## Stated task
Reproduce the following lines verbatim, omitting the pictures.

-- START OF Listing --

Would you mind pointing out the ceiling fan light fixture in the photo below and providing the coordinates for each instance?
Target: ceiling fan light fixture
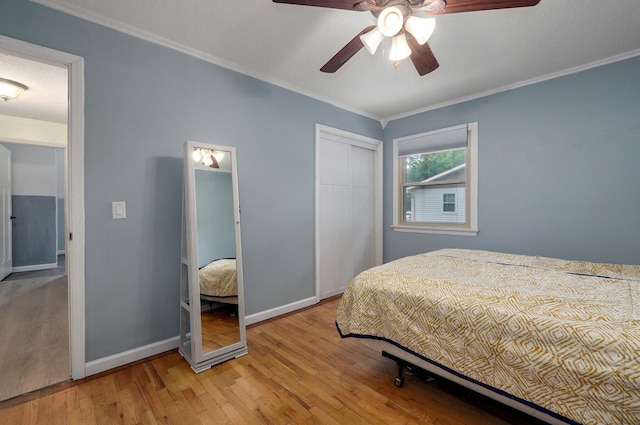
(420, 28)
(390, 21)
(399, 48)
(372, 40)
(10, 89)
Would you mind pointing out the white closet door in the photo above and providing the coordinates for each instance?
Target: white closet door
(346, 212)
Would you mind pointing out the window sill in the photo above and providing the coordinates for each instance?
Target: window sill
(439, 230)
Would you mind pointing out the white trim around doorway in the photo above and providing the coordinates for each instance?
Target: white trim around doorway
(75, 188)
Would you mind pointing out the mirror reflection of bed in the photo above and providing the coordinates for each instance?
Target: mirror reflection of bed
(219, 304)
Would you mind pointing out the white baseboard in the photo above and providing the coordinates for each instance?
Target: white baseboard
(120, 359)
(274, 312)
(33, 268)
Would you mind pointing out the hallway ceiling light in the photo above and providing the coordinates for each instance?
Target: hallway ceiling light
(10, 89)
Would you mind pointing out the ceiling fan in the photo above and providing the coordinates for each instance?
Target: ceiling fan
(397, 20)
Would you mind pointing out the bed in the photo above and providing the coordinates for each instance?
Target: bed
(554, 338)
(219, 281)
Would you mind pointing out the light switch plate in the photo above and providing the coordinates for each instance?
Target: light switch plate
(119, 210)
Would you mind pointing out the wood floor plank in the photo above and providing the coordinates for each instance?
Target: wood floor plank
(298, 371)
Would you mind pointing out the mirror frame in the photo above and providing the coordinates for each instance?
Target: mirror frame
(190, 307)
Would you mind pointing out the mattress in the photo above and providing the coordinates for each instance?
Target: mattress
(561, 336)
(219, 278)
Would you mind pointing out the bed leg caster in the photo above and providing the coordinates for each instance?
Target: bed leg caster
(399, 381)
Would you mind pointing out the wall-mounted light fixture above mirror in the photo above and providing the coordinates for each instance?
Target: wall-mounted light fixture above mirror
(212, 293)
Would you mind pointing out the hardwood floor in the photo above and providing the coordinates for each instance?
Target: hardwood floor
(298, 371)
(220, 327)
(34, 333)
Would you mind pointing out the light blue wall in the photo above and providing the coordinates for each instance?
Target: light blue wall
(558, 168)
(142, 102)
(214, 216)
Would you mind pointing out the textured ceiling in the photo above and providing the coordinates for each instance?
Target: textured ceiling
(479, 52)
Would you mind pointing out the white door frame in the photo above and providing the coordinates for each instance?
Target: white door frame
(74, 199)
(6, 259)
(360, 141)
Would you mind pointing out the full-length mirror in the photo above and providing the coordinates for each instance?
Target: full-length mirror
(212, 301)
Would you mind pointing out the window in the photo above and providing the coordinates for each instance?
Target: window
(449, 202)
(435, 181)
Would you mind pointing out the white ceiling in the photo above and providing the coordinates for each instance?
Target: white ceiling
(479, 52)
(46, 98)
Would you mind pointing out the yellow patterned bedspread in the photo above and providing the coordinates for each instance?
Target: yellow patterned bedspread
(564, 335)
(219, 278)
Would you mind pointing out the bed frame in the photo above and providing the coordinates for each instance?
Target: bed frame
(405, 359)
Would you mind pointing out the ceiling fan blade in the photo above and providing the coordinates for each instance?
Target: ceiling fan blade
(334, 4)
(456, 6)
(422, 57)
(346, 53)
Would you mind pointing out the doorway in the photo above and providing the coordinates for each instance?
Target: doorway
(71, 284)
(348, 208)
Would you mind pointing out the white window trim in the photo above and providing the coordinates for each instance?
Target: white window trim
(472, 228)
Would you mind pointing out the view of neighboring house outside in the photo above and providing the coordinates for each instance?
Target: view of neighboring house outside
(439, 203)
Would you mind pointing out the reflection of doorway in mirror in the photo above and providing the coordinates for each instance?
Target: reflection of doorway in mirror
(220, 326)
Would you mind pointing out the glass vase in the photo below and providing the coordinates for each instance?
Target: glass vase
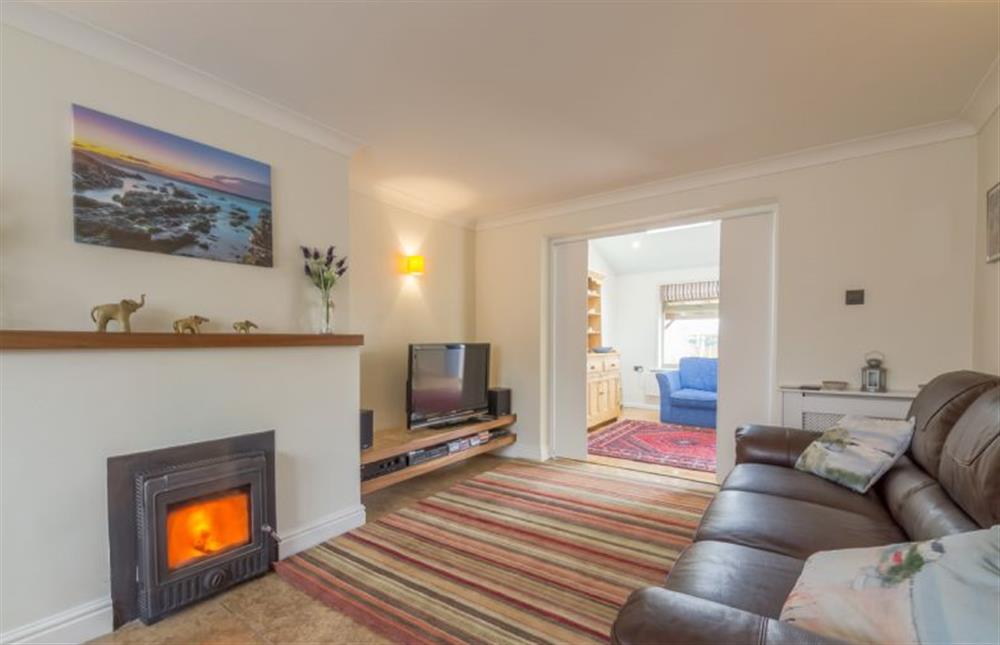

-- END OF Listing --

## Exercise answer
Would you mind pointing out the ceiling fan light fixture in the photo below and providing the coordinates for each instance?
Target: ceiling fan light fixture
(420, 28)
(390, 21)
(399, 48)
(372, 40)
(10, 89)
Would you mind pointing out the white closet door in the photo above and providing the coordinates for each instance?
Target: white closet door
(346, 212)
Would you mind pointing out the window sill in the photo above and providing the coordinates for each instance?
Target: window sill
(439, 230)
Would you mind pointing out the white trim around doorway in the photo above and providing the coordinates for each instance?
Target: white trim around doorway
(75, 188)
Would you mind pointing out the mirror reflection of bed in the photo above and providing the coordinates for each instance?
Target: mirror reflection of bed
(219, 304)
Would you mind pointing out the white baseboard in the photo above and providing the coordinates for each instance?
Target: white baseboard
(120, 359)
(274, 312)
(33, 268)
Would you mind pointing out the hallway ceiling light in the photo above and providing the coordinates for each instance?
Target: hallway ceiling light
(10, 89)
Would you mind pointing out the ceiling fan in the photo above and providing the coordinates for each instance?
Target: ceiling fan
(397, 20)
Would you mind pointing out the bed in the photo above and providing the coordinates for each instance?
Target: bed
(554, 338)
(219, 281)
Would you mind pointing out the light switch plate in the photo above and providing the coordinates for each instance?
Target: light switch plate
(119, 210)
Would you mind pointing out the wood floor plank in the photo above and providing the coordinates for each instance?
Target: wood floor plank
(298, 371)
Would you mind pointing out the mirror frame in the photo above and providing the coordinates for each instance?
Target: mirror frame
(190, 307)
Would you mind pointing out the mattress in the photo above and providing the coordinates for each instance?
Target: mattress
(561, 336)
(219, 278)
Would you mind pointing out the bed leg caster in the photo above and providing the coordinates for each instance?
Target: bed leg caster
(399, 381)
Would you mind pointing out the wall-mounted light fixture above mirror in the photo above and providing the coordinates for each instance?
Target: wall-mounted light fixture above mirror
(212, 293)
Would you mind pointing out the hardwood floor in the photo above and providing the coordinates for each instance?
Target: hardwood floor
(298, 371)
(220, 327)
(34, 333)
Would you mind pointing out the light blue wall in the photo above and providing the coordinates for each instance?
Target: light blue wall
(558, 168)
(142, 102)
(214, 216)
Would you mind pointing out the textured ceiling in the photo above and providing the coordinates for each instance?
Target: textured ceiling
(479, 52)
Would you mind pointing out the white door frame in the photo above and providing the coordinates for each instance?
Target: white door frame
(74, 199)
(6, 259)
(360, 141)
Would you mind pointing out the full-length mirror in the photo above and providing the coordinates for each instance?
Target: full-length mirror
(212, 301)
Would you mind pointing out the window in the photo above and providing the coordinates for each instance?
Target: window
(449, 202)
(435, 181)
Would you mind pointing out the white ceiling in the photo above and providing the coordinates for each instance?
Target: white ceiling
(479, 52)
(46, 98)
Would you mind pointing out the yellow patterned bedspread in the photo above and providing the coordinates for each instance?
Target: yellow patterned bedspread
(564, 335)
(219, 278)
Would you mind pointing out the bed frame in the photo above and providing the coordinates for each instance?
Target: bed frame
(405, 359)
Would you mind pointing out the ceiling fan blade in the photo above and providing the coordinates for each instance?
Target: ceiling fan blade
(334, 4)
(456, 6)
(422, 57)
(346, 53)
Would you mind pointing out the doorway in the photo above and providing the coordinates for each instance?
Target: doorway
(71, 284)
(348, 208)
Would you mind pointing out the white window trim in the photo above and providing the coordinates for each instance?
Target: white window trim
(472, 228)
Would you mind pointing out the view of neighboring house outside in the photo above and providing the coordinates for each instance?
Target: view of neighboring house outside
(439, 203)
Would you mind pointing out the reflection of doorway in mirror in the photo above and providing the coordinates for each instance?
Target: reflection of doorway in mirror
(220, 326)
Would you mind pointing out the glass vase in the photo below and providing the coordinates for each instance?
Target: glass vase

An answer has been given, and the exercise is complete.